## INPUT MATERIAL
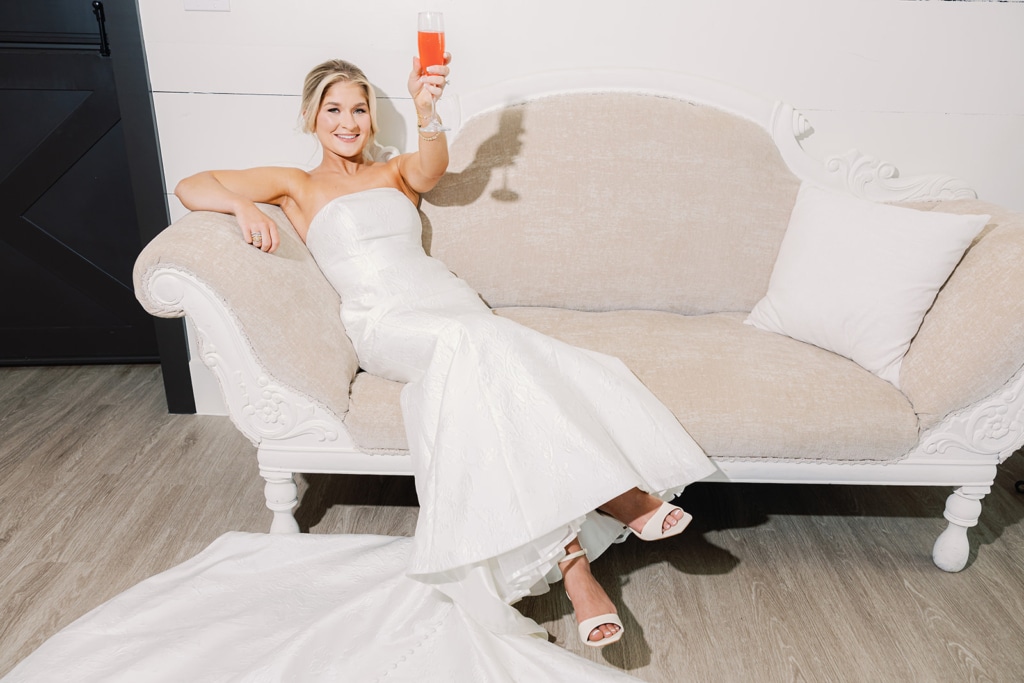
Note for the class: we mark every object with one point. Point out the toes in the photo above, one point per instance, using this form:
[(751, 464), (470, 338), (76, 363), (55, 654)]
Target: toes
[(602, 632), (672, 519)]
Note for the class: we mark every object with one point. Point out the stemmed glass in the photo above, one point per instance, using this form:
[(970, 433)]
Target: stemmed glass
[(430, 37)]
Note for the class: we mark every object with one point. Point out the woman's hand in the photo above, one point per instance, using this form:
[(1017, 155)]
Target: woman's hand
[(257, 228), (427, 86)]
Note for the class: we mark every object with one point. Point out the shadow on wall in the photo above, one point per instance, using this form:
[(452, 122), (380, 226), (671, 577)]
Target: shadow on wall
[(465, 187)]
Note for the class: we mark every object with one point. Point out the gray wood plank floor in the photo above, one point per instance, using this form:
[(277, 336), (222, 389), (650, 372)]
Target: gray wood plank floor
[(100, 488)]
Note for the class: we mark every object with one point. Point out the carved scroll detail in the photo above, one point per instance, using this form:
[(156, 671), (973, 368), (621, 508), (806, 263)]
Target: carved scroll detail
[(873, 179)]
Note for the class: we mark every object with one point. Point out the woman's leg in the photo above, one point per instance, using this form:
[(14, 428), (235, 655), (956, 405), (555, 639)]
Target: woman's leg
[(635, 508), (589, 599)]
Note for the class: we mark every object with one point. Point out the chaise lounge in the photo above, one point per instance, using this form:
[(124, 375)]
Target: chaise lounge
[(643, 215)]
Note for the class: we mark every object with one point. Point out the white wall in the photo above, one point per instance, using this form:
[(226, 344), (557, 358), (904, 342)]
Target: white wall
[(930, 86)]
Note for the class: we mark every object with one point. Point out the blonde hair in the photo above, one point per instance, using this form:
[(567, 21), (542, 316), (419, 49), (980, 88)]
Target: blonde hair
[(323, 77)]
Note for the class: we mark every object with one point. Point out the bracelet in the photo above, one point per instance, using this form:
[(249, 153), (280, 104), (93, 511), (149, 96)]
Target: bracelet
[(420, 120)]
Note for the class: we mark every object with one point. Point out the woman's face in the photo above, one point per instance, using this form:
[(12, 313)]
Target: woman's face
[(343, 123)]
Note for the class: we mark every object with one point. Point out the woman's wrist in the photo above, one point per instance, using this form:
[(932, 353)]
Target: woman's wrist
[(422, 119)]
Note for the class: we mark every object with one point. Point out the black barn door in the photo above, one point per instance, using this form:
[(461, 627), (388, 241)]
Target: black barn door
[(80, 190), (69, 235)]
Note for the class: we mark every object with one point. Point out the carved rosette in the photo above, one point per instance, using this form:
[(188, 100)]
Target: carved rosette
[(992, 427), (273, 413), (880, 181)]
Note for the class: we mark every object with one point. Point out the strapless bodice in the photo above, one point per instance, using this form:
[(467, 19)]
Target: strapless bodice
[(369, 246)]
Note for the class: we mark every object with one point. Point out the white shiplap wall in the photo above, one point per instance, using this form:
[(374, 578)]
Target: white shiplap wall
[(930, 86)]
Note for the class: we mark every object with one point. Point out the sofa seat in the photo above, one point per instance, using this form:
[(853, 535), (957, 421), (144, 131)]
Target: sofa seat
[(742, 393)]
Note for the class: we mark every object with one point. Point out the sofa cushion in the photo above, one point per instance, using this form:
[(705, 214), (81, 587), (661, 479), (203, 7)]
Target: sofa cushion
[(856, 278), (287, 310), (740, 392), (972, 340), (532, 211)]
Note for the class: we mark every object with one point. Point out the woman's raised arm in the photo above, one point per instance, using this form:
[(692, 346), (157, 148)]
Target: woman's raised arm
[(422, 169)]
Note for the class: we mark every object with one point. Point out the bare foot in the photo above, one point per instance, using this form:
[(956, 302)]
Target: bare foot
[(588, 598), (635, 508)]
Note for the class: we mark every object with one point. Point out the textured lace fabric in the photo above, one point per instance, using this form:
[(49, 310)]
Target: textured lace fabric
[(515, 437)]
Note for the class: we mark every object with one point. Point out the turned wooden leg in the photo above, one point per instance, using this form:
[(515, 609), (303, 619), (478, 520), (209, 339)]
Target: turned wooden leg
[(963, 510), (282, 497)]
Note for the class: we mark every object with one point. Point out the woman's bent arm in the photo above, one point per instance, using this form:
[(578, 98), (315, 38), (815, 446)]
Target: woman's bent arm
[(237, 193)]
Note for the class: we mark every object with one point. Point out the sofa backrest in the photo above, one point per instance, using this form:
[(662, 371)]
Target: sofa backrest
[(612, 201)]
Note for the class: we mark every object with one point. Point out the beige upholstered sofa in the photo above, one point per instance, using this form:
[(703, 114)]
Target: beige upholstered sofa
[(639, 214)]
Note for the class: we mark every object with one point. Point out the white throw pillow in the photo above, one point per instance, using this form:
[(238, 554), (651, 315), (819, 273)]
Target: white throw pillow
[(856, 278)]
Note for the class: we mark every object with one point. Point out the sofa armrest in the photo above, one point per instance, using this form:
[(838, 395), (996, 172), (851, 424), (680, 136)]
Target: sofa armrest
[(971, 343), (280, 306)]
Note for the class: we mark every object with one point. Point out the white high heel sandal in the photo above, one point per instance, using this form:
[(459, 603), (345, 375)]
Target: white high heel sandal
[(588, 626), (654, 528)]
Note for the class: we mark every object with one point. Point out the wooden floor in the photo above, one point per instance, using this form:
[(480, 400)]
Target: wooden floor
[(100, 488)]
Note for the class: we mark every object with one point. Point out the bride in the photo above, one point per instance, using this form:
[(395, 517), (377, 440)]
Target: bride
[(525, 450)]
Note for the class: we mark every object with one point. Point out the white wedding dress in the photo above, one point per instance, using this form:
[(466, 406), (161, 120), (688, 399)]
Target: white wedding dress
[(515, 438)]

## WHAT NEEDS TO BE DONE
Write out exactly the final stretch of the records: the line containing "the sofa backrest" and every line after it, through the last, and nothing else.

## EXPECTED OUTPUT
Note for the class: we mark every object with one point. Point out the sofa backrest in the photo above, one point per instance, using this form:
[(662, 371)]
Target: sofa backrest
[(612, 201)]
Note for the class: we mark every object with one point. Point out the beige upholstered sofa in the photo above, one point per instance, using this form:
[(703, 114)]
Target: beige upholstered sofa
[(639, 214)]
Note for the class: we mark every object with one point. Point out the white throw pillow in the photo above, one point per instance, using this form:
[(238, 554), (651, 315), (819, 273)]
Target: white throw pillow
[(856, 278)]
Note for the class: we mark every object with one point. Point out the sofa armrest in the photo above, one point per instance, using this form:
[(838, 395), (996, 172), (851, 424), (680, 136)]
Target: sofa armrest
[(971, 343), (280, 306)]
Note for the class: we mark every object with one point. Point out the white high heel sandal in the photo above, one point per instance, using this form:
[(459, 603), (345, 375)]
Target: white high heel sandal
[(588, 626), (654, 528)]
Note for the class: we mark every object with one point. Point out the wooden floor in the photo above, one point per instance, using this form:
[(480, 400)]
Target: wooden floor
[(100, 488)]
Note for the class: we mark every object with one point. Point out the bride in the photo above, one point per instance, using this form:
[(395, 517), (377, 440)]
Target: bride
[(525, 450)]
Note for the class: we mark every object with one point. Point out the white wedding dress in the photo above, one point per instance, using this form:
[(466, 406), (161, 120), (688, 399)]
Target: white wedding dress
[(515, 438)]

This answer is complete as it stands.